Bounding-box records:
******************************

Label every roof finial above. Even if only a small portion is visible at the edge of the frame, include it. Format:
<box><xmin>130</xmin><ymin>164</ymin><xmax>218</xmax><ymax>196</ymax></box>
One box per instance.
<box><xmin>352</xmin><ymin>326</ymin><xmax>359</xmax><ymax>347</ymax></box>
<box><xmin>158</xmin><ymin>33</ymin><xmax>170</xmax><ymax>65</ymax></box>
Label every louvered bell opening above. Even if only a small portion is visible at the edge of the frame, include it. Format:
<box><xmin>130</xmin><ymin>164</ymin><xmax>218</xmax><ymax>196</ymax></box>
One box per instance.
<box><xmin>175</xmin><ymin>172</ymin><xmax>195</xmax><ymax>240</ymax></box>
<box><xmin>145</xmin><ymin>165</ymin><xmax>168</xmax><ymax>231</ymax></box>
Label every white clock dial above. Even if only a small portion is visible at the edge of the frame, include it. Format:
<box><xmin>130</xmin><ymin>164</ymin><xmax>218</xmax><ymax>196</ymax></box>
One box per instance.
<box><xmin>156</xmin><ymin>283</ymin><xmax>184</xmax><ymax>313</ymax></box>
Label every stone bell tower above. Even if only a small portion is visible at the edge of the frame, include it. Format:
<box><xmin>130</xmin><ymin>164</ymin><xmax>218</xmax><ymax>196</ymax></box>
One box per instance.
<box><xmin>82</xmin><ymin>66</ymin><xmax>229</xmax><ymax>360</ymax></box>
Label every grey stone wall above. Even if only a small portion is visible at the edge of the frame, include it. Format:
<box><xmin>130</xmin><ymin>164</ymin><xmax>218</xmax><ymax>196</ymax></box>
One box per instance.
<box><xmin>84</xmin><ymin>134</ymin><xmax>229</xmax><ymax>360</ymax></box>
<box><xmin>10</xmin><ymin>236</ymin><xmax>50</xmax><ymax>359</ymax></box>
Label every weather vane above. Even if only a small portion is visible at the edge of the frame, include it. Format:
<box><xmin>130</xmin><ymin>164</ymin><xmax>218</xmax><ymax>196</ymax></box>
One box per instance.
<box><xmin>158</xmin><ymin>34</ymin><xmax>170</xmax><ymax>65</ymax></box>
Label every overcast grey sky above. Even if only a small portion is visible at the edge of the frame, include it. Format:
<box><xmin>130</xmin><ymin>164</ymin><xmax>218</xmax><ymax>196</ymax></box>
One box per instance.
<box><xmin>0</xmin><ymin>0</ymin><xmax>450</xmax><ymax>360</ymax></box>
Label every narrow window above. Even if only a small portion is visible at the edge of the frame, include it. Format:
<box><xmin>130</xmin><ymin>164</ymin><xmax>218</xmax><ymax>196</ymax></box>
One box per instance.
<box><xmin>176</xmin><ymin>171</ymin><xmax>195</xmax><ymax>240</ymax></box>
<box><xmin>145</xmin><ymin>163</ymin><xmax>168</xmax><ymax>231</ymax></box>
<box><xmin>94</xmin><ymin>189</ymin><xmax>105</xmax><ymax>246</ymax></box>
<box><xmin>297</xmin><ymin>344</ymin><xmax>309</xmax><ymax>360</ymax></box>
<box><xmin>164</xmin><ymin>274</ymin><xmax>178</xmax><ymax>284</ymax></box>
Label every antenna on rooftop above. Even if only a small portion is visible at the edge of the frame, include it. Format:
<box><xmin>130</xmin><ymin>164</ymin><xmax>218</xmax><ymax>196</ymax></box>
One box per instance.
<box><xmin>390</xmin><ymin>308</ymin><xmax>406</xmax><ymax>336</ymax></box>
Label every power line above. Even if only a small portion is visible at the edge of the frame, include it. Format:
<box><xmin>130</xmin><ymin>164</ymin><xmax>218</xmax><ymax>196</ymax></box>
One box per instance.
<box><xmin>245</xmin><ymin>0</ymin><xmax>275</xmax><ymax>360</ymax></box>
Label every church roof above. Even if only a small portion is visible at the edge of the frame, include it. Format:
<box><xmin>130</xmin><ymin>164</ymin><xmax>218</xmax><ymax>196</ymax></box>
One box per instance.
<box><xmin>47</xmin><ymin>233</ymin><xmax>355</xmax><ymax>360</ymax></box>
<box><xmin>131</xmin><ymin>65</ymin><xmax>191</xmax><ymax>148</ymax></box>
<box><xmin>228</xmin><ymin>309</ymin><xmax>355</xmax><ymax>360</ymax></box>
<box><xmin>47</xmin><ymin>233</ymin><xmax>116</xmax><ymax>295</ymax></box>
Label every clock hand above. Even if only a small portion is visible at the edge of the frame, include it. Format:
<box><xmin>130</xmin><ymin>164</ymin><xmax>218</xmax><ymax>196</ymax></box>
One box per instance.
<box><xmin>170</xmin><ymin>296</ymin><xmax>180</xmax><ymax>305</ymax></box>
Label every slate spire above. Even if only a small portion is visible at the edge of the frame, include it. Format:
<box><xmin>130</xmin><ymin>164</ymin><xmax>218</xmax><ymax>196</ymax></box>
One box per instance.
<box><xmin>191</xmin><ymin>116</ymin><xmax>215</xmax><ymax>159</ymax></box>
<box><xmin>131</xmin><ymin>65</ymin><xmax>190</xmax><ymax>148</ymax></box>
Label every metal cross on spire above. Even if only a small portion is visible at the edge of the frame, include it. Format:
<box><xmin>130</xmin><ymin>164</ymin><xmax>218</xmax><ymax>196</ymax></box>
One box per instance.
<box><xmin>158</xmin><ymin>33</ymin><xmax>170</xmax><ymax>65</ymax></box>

******************************

• TASK TO COMPLETE
Set out all of the material above as a Markdown table with the columns n and Line, giving each line its own numbered row and leaving out blank lines.

• OUTPUT FOR THIS TASK
| n | Line |
|---|---|
| 1 | Label every roof finial above. Even if only a small portion is visible at the edge of the frame, include it. Format: |
| 2 | <box><xmin>130</xmin><ymin>164</ymin><xmax>218</xmax><ymax>196</ymax></box> |
| 3 | One box per instance. |
| 4 | <box><xmin>352</xmin><ymin>326</ymin><xmax>359</xmax><ymax>347</ymax></box> |
| 5 | <box><xmin>158</xmin><ymin>33</ymin><xmax>170</xmax><ymax>65</ymax></box> |
| 6 | Label every louvered bell opening above. Even if only a small portion is visible at the edge of the frame, include it. Format: |
| 7 | <box><xmin>130</xmin><ymin>164</ymin><xmax>218</xmax><ymax>196</ymax></box> |
| 8 | One box per instance. |
| 9 | <box><xmin>175</xmin><ymin>172</ymin><xmax>195</xmax><ymax>240</ymax></box> |
| 10 | <box><xmin>145</xmin><ymin>165</ymin><xmax>168</xmax><ymax>231</ymax></box> |
| 11 | Label every white clock dial above. Even if only a small portion is visible at the edge of the frame, include it. Format: |
| 12 | <box><xmin>130</xmin><ymin>164</ymin><xmax>218</xmax><ymax>196</ymax></box> |
| 13 | One box per instance. |
| 14 | <box><xmin>156</xmin><ymin>283</ymin><xmax>184</xmax><ymax>313</ymax></box> |
| 15 | Label every stone bell tower above. Even if only a small portion is visible at the edge of the frame, include it. Format: |
| 16 | <box><xmin>130</xmin><ymin>164</ymin><xmax>218</xmax><ymax>196</ymax></box> |
| 17 | One box per instance. |
| 18 | <box><xmin>82</xmin><ymin>66</ymin><xmax>229</xmax><ymax>360</ymax></box> |
| 19 | Label every grey stone wall above. Even if only a small portion is visible at the edge of the frame, include it. Format: |
| 20 | <box><xmin>130</xmin><ymin>164</ymin><xmax>218</xmax><ymax>196</ymax></box> |
| 21 | One box per instance. |
| 22 | <box><xmin>84</xmin><ymin>134</ymin><xmax>229</xmax><ymax>360</ymax></box> |
| 23 | <box><xmin>10</xmin><ymin>236</ymin><xmax>50</xmax><ymax>359</ymax></box> |
| 24 | Label every weather vane above. Even if only a small portion is visible at the edge of the frame, include it. Format: |
| 25 | <box><xmin>130</xmin><ymin>164</ymin><xmax>218</xmax><ymax>196</ymax></box> |
| 26 | One box per instance. |
| 27 | <box><xmin>158</xmin><ymin>34</ymin><xmax>170</xmax><ymax>65</ymax></box> |
| 28 | Label every overcast grey sky above. Even if only a small portion is visible at the edge of the frame, include it. Format: |
| 29 | <box><xmin>130</xmin><ymin>164</ymin><xmax>218</xmax><ymax>196</ymax></box> |
| 30 | One box per instance. |
| 31 | <box><xmin>0</xmin><ymin>0</ymin><xmax>450</xmax><ymax>360</ymax></box> |
| 32 | Label every narrow window above. Even if only a small portion is visible at the edge of the frame, include it. Format: |
| 33 | <box><xmin>130</xmin><ymin>164</ymin><xmax>218</xmax><ymax>196</ymax></box> |
| 34 | One box per instance. |
| 35 | <box><xmin>176</xmin><ymin>171</ymin><xmax>195</xmax><ymax>240</ymax></box> |
| 36 | <box><xmin>145</xmin><ymin>163</ymin><xmax>168</xmax><ymax>231</ymax></box> |
| 37 | <box><xmin>94</xmin><ymin>189</ymin><xmax>105</xmax><ymax>246</ymax></box> |
| 38 | <box><xmin>297</xmin><ymin>344</ymin><xmax>309</xmax><ymax>360</ymax></box> |
| 39 | <box><xmin>164</xmin><ymin>274</ymin><xmax>178</xmax><ymax>284</ymax></box> |
| 40 | Label every antenna on rooftop above. Even if only a small portion is visible at the edge of the frame, include it. Format: |
| 41 | <box><xmin>130</xmin><ymin>164</ymin><xmax>218</xmax><ymax>196</ymax></box> |
| 42 | One box per instance. |
| 43 | <box><xmin>390</xmin><ymin>308</ymin><xmax>406</xmax><ymax>336</ymax></box> |
| 44 | Label every power line above. Even if only a small portion is visible at the edge of the frame, include it. Format: |
| 45 | <box><xmin>130</xmin><ymin>164</ymin><xmax>218</xmax><ymax>196</ymax></box> |
| 46 | One box per instance. |
| 47 | <box><xmin>245</xmin><ymin>0</ymin><xmax>275</xmax><ymax>360</ymax></box> |
| 48 | Label every church roof above. Even if only a small portion is visible at the edge of the frame, include it. Format: |
| 49 | <box><xmin>130</xmin><ymin>164</ymin><xmax>218</xmax><ymax>196</ymax></box> |
| 50 | One box per instance. |
| 51 | <box><xmin>47</xmin><ymin>233</ymin><xmax>355</xmax><ymax>360</ymax></box> |
| 52 | <box><xmin>131</xmin><ymin>65</ymin><xmax>191</xmax><ymax>148</ymax></box> |
| 53 | <box><xmin>228</xmin><ymin>309</ymin><xmax>355</xmax><ymax>360</ymax></box> |
| 54 | <box><xmin>47</xmin><ymin>233</ymin><xmax>116</xmax><ymax>295</ymax></box> |
| 55 | Label every clock hand above. Even if only a small portion is visible at the edge of the frame, include it. Format: |
| 56 | <box><xmin>130</xmin><ymin>164</ymin><xmax>218</xmax><ymax>196</ymax></box> |
| 57 | One box per instance. |
| 58 | <box><xmin>170</xmin><ymin>296</ymin><xmax>180</xmax><ymax>305</ymax></box> |
| 59 | Label every slate spire above. Even if only a small portion is visible at the edge of the frame, include it. Format: |
| 60 | <box><xmin>130</xmin><ymin>164</ymin><xmax>218</xmax><ymax>196</ymax></box> |
| 61 | One box per instance. |
| 62 | <box><xmin>191</xmin><ymin>116</ymin><xmax>215</xmax><ymax>159</ymax></box> |
| 63 | <box><xmin>131</xmin><ymin>65</ymin><xmax>190</xmax><ymax>148</ymax></box> |
| 64 | Label every metal cross on spire above. Even if only a small portion is visible at the edge of the frame, include it. Format: |
| 65 | <box><xmin>130</xmin><ymin>164</ymin><xmax>218</xmax><ymax>196</ymax></box> |
| 66 | One box per instance. |
| 67 | <box><xmin>158</xmin><ymin>33</ymin><xmax>170</xmax><ymax>65</ymax></box> |